● Objective
Reproduce word for word the passage of the commit diff below, starting with "void handleLoadCharsException(Exception e, ulong" and going on through "catch(ReadException e)".

--- BEGIN Source extract ---

Rewroted UTFDecoder to enable nothrow.

2014-07-22 03:31:56 +02:00 · 2014-07-22 03:31:56 +02:00 · 7affea320a
commit 7affea320a
parent 6e71d77e69
1 changed files with 47 additions and 40 deletions
--- a/source/dyaml/reader.d
+++ b/source/dyaml/reader.d
@ -312,33 +312,20 @@ final class Reader
                        new ReaderException("Special unicode characters are not allowed"));
            }
-            try for(size_t c = 0; chars && !decoder_.done;)
+            for(size_t c = 0; chars && !decoder_.done;)
            {
                const slice = decoder_.getDChars(chars);
                if(slice is null)
                {
                    const msg = decoder_.getAndClearErrorMessage();
                    throw new ReaderException(
                              "Unicode decoding error between bytes %s and %s : %s"
                              .format(oldPosition, decoder_.position, msg));
                }
                buffer_[oldLength + c .. oldLength + c + slice.length] = slice[];
                c += slice.length;
                chars -= slice.length;
            }
            catch(Exception e)
            {
                handleLoadCharsException(e, oldPosition);
            }
        }
        // Handle an exception thrown in loadChars method of any Reader.
        void handleLoadCharsException(Exception e, ulong oldPosition) @system
        {
            try{throw e;}
            catch(UTFException e)
            {
                const position = decoder_.position;
                throw new ReaderException(format("Unicode decoding error between bytes %s and %s : %s",
                                          oldPosition, position, e.msg));
            }
            catch(ReadException e)

--- END Source extract ---
--- BEGIN Extracted information ---

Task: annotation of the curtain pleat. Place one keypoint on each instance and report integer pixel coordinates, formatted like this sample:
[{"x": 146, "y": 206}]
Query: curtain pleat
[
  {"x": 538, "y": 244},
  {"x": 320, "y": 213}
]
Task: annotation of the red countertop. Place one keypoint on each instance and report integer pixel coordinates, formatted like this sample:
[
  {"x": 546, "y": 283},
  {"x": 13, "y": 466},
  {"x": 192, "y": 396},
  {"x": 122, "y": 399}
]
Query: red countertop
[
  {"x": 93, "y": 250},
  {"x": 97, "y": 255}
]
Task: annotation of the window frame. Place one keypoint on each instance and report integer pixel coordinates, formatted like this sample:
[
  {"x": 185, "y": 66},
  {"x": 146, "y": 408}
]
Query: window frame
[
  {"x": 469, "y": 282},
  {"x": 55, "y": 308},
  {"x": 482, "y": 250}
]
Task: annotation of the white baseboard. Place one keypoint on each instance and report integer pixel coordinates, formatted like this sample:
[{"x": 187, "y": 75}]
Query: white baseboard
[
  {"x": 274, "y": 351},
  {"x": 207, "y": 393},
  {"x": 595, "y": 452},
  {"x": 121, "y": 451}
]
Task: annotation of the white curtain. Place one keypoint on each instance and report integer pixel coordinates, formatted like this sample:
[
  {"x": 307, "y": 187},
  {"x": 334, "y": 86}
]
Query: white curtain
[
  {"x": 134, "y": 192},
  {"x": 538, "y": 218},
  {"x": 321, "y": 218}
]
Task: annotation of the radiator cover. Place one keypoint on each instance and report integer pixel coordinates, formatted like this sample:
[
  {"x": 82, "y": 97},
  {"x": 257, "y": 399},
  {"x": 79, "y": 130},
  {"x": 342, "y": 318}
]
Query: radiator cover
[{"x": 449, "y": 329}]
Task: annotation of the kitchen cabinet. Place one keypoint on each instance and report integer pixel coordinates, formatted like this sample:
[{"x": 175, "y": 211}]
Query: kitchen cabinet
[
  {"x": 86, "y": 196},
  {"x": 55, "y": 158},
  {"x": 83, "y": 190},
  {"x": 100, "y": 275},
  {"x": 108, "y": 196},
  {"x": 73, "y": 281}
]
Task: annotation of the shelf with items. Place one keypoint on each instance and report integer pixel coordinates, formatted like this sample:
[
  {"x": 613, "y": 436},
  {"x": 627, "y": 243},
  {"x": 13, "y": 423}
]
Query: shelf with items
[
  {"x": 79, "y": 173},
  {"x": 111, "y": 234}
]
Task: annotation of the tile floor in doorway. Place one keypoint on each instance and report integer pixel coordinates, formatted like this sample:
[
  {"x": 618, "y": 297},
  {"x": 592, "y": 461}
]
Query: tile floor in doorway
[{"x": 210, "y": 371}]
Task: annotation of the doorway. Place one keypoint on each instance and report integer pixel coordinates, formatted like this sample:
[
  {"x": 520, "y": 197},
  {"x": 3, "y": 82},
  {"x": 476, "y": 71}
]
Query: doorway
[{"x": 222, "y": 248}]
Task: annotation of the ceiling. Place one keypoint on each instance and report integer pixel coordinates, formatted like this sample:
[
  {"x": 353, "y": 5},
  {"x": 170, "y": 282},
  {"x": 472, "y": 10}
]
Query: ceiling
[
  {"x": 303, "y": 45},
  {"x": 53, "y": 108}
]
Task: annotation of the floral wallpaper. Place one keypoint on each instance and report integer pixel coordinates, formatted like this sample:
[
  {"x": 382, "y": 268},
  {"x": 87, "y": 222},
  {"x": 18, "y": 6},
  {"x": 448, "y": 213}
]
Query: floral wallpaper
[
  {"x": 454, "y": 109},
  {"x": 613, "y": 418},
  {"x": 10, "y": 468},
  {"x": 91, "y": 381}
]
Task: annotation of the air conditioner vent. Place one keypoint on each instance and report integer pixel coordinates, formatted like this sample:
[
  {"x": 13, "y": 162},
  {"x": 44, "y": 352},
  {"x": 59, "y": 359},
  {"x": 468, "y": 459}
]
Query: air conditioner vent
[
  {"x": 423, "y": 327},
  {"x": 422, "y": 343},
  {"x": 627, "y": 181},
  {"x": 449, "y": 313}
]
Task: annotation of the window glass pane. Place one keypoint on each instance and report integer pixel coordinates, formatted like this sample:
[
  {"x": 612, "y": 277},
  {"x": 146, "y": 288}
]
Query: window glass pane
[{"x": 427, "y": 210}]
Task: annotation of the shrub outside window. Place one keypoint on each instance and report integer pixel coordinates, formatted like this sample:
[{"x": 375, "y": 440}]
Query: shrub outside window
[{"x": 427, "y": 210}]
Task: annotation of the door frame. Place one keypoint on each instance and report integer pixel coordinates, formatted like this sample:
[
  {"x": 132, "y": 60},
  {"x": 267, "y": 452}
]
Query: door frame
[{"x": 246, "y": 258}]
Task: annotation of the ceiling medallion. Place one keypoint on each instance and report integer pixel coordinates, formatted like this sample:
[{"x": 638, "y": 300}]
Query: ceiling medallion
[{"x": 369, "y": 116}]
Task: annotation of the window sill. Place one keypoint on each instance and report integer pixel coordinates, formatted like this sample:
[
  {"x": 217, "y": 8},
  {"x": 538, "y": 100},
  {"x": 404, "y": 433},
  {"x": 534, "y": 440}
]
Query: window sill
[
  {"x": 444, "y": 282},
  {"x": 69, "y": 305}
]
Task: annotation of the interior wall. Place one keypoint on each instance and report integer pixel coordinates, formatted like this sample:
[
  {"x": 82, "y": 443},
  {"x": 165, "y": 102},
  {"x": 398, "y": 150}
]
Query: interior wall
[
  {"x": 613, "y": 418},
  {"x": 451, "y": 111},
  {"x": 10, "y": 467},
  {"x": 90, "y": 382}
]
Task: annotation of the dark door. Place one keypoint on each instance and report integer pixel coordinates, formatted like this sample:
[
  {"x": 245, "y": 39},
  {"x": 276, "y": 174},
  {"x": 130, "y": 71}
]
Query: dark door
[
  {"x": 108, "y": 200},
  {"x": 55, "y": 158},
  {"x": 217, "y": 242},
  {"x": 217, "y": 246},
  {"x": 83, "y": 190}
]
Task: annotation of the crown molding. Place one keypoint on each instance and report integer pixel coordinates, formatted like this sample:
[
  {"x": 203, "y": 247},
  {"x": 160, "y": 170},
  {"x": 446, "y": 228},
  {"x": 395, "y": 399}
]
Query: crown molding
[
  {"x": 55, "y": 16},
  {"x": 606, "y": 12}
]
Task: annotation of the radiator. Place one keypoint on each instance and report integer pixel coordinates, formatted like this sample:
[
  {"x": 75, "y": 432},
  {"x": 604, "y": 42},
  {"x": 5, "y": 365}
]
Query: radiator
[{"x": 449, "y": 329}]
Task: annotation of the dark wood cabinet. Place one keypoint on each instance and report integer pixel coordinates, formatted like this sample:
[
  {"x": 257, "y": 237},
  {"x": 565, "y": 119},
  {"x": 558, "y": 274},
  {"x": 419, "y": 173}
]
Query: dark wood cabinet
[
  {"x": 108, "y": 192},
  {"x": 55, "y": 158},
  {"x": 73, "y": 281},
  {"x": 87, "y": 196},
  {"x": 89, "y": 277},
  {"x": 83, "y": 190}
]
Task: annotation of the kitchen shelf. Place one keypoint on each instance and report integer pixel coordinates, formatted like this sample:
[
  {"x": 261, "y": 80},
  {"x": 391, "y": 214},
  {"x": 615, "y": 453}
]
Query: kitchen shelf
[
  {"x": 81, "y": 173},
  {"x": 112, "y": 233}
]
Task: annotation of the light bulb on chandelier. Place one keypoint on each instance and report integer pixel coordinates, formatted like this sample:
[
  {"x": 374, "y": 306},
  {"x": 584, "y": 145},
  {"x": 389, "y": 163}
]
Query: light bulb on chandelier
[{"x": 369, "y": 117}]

--- END Extracted information ---
--- BEGIN Extracted information ---

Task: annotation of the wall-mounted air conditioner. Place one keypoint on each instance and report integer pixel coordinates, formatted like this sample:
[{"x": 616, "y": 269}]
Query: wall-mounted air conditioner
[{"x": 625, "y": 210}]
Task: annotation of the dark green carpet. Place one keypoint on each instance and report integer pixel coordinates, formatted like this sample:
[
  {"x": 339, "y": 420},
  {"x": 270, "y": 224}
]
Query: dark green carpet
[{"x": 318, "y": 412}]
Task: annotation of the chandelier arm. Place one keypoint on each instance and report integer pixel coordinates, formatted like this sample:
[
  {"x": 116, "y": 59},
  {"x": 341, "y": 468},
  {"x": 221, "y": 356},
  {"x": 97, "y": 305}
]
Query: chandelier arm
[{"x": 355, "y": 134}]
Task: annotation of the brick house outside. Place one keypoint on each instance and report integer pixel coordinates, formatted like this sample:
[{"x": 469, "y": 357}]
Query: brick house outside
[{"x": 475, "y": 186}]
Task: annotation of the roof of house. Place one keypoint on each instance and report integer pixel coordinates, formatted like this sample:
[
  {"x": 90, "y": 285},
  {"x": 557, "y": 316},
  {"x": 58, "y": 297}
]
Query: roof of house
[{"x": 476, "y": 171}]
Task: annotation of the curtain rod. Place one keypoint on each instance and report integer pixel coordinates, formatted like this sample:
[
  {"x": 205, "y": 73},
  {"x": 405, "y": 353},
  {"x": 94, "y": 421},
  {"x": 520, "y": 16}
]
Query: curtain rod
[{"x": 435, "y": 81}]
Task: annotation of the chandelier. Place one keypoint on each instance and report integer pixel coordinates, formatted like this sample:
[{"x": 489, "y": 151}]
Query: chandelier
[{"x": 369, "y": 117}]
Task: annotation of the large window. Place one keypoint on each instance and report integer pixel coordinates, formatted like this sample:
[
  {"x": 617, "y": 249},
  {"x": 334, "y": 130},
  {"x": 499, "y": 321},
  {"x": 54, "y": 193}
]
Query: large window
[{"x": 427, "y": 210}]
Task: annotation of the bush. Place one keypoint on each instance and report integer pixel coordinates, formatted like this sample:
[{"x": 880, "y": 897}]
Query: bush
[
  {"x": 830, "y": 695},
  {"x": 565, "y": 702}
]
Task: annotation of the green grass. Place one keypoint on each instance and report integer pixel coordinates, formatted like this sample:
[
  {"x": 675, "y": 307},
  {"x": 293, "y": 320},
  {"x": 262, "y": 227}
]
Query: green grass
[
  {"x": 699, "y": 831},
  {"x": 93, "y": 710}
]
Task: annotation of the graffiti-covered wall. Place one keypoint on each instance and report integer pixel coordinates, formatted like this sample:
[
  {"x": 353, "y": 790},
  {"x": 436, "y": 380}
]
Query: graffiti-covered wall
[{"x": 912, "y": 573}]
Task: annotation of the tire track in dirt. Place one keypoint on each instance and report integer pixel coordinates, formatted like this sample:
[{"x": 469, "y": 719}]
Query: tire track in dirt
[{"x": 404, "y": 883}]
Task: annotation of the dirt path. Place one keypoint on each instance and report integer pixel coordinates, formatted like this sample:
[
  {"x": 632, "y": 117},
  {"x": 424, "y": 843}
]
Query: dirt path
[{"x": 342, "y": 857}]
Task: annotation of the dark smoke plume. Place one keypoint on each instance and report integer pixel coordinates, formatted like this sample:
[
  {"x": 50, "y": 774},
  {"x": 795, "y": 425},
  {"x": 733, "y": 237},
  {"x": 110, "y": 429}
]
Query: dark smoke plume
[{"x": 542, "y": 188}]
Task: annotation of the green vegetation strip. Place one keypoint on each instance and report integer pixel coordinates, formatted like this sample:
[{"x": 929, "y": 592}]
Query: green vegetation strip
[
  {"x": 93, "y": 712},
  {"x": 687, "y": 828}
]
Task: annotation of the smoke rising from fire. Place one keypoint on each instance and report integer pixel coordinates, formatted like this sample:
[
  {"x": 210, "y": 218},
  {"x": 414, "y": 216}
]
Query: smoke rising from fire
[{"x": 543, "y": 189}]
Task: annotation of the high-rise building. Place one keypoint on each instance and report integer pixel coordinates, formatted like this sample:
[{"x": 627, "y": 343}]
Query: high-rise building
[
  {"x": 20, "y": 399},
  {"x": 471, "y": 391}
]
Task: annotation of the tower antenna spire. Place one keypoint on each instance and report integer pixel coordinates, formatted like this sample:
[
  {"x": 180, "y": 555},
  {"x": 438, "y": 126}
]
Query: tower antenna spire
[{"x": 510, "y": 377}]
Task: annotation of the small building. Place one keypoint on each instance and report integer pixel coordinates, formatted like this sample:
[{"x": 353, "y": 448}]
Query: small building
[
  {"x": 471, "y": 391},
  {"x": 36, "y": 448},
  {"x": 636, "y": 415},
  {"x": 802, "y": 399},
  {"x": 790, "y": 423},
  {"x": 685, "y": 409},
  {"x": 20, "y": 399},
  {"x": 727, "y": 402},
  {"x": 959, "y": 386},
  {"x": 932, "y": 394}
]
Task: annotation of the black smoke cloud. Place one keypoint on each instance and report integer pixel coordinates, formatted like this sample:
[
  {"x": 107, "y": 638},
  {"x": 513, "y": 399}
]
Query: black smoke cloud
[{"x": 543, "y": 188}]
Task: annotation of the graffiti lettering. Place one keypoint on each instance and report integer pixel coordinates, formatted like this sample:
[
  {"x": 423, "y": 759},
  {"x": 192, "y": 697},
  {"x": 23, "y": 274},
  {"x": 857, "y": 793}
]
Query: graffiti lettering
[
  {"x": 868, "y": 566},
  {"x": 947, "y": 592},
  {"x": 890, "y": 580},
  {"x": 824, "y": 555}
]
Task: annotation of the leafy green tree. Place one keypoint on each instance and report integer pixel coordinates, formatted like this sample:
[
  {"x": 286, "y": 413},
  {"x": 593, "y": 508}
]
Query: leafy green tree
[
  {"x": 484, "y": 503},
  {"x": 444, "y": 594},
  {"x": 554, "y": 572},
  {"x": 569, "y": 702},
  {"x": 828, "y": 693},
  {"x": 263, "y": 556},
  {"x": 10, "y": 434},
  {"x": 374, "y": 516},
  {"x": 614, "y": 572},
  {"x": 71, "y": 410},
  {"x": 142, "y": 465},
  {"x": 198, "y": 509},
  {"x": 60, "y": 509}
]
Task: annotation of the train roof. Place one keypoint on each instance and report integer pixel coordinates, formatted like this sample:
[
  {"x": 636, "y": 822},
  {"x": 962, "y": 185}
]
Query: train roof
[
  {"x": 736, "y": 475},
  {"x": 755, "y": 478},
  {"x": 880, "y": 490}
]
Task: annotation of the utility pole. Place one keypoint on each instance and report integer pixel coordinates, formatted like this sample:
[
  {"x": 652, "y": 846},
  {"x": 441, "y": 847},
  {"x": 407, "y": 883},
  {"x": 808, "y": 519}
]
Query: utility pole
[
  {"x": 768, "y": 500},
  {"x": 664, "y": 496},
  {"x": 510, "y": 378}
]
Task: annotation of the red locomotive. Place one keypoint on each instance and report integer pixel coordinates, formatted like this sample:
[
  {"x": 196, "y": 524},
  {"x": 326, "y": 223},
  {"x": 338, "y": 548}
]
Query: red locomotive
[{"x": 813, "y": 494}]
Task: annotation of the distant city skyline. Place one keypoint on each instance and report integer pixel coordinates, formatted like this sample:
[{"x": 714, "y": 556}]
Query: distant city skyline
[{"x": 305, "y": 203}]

--- END Extracted information ---
--- BEGIN Extracted information ---

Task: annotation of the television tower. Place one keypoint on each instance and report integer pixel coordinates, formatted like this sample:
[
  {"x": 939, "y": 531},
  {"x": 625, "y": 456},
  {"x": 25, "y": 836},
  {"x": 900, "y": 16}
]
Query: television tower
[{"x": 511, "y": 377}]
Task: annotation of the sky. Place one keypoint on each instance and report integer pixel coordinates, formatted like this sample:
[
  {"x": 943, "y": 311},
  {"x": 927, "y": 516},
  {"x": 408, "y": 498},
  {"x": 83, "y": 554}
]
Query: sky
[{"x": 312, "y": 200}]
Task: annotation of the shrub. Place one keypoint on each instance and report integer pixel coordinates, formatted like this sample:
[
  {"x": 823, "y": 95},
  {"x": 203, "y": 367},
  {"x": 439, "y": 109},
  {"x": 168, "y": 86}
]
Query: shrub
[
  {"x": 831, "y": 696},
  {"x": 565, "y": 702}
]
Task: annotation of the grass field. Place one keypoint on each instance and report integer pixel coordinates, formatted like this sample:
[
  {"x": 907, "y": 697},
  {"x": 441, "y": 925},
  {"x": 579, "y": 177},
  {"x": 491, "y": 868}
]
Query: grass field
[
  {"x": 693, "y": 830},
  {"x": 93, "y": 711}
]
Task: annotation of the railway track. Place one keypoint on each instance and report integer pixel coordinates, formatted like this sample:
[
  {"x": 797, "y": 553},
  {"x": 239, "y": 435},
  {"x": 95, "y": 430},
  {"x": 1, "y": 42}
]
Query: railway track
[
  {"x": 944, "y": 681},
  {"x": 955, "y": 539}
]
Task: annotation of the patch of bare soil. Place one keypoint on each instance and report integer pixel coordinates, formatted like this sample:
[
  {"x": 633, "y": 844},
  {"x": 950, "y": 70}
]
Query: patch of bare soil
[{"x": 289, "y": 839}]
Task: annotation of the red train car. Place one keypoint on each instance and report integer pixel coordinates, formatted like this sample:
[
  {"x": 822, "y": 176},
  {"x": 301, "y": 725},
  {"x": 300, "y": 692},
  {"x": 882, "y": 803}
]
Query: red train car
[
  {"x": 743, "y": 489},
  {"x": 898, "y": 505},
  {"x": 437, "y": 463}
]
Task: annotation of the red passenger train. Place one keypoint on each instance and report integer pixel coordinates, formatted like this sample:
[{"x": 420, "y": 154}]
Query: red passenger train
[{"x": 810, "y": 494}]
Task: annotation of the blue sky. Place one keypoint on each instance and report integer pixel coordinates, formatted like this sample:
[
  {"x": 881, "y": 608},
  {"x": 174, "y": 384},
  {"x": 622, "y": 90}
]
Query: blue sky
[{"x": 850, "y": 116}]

--- END Extracted information ---

● The result
void handleLoadCharsException(Exception e, ulong oldPosition) @system
        {
            try{throw e;}
            catch(UTFException e)
            {
                const position = decoder_.position;
                throw new ReaderException(format("Unicode decoding error between bytes %s and %s : %s",
                                          oldPosition, position, e.msg));
            }
            catch(ReadException e)